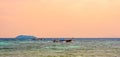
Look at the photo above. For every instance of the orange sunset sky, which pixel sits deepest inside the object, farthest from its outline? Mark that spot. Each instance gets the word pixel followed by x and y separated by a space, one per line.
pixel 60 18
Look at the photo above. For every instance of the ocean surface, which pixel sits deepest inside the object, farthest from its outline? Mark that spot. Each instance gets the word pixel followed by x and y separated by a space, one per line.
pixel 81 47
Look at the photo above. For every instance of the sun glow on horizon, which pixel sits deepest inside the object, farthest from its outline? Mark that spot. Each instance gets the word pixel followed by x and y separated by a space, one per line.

...

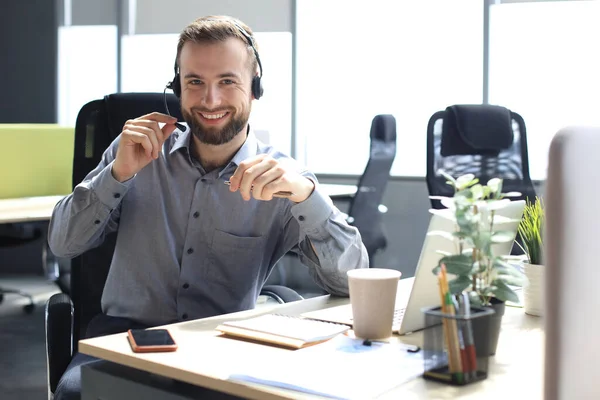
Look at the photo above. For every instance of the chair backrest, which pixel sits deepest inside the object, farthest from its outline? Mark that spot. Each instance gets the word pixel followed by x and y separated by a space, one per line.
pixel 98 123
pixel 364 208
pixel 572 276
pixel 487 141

* _Problem to solve_
Of the entries above, transcribe exactly those lines that fall between the line containing "Look at the photo above. For every instance of the ocean" and the line containing "Look at the photo above. For every instance of the sun", together with those two lines.

* _Your response_
Look at the photo above. For every instance of the ocean surface, which pixel sits deepest inside the object, farthest from its outline? Mark that spot. Each instance gets the word pixel followed by x and y separated by a space, one per line.
pixel 81 47
Look at the photo above. For every instance of the sun glow on horizon, which pixel sits deepest inside the object, farthest from its outline? Mark that spot. Each instance gets the word pixel followed by x and y separated by a space, one per line.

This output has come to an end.